Excerpts from location labeling data
########################################

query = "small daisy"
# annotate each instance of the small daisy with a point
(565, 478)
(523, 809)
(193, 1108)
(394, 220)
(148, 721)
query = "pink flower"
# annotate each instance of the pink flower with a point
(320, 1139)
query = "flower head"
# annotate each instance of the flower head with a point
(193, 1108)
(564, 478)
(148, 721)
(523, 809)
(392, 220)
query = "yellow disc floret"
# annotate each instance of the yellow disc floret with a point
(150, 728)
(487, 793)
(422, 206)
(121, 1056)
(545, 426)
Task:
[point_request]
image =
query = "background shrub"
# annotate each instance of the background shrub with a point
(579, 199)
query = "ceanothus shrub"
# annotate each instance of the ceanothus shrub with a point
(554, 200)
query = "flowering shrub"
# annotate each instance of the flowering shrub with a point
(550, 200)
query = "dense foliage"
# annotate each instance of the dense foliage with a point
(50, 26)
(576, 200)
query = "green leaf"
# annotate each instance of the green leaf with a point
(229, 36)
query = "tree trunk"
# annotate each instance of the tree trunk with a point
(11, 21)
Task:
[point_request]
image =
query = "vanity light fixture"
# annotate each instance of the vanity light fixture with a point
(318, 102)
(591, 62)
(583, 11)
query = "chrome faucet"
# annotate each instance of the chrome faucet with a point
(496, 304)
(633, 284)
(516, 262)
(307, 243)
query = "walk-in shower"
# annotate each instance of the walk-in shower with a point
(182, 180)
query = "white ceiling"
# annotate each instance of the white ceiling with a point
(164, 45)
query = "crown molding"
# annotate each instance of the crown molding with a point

########################################

- **EXERCISE**: Please copy all of the records above line for line, with no changes.

- **RESULT OF THE EXERCISE**:
query = "small daisy"
# annotate each instance of the small daisy with a point
(565, 478)
(523, 809)
(193, 1108)
(394, 220)
(148, 721)
query = "pink flower"
# annotate each instance of the pink flower with a point
(320, 1139)
query = "flower head"
# annotate each instance of the flower head with a point
(193, 1108)
(564, 478)
(148, 721)
(523, 809)
(392, 220)
query = "yellow disc floret"
# annotate each instance of the yellow disc floret with a point
(150, 728)
(487, 793)
(422, 206)
(121, 1056)
(545, 426)
Task:
[point_request]
image =
query = "background shrub"
# annotate each instance of the background shrub with a point
(579, 199)
query = "ceanothus shrub"
# annotate each instance of the ceanothus shrub with a point
(554, 200)
query = "flowering shrub"
# annotate each instance of the flowering shrub with a point
(550, 200)
query = "dense foliage"
# annotate each instance of the dense foliage with a point
(50, 26)
(576, 200)
query = "green leaf"
# annotate each instance of the green leaf with a point
(229, 36)
query = "tree trunk"
# annotate each instance of the tree trunk with a point
(11, 21)
Task:
[point_request]
image =
query = "vanity light fixture"
# annotate each instance of the vanity light fixture with a point
(318, 102)
(591, 62)
(583, 11)
query = "chrome faucet"
# annotate each instance of the chrome faucet with a point
(496, 304)
(633, 284)
(516, 262)
(307, 243)
query = "walk-in shower"
# annotate each instance of the walk-in shower with a point
(182, 180)
query = "white ceiling"
# annotate each instance of the white ceiling with a point
(164, 45)
query = "crown molding"
# annotate each instance of the crown molding with a point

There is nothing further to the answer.